Short problem
Return every one of the rows below unchanged, line for line.

↓↓↓

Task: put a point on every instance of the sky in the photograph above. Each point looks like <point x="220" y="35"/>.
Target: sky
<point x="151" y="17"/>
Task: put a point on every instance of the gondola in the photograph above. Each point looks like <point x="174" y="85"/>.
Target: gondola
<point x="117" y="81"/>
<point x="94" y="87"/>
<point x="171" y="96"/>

↑↑↑

Finished exercise
Task: put a point on every instance of the sky in the photograph above. Each point looks like <point x="220" y="35"/>.
Target: sky
<point x="151" y="17"/>
Task: put a point on every instance of the gondola in the photograph above. Each point looks like <point x="174" y="85"/>.
Target: gondola
<point x="117" y="81"/>
<point x="94" y="87"/>
<point x="171" y="96"/>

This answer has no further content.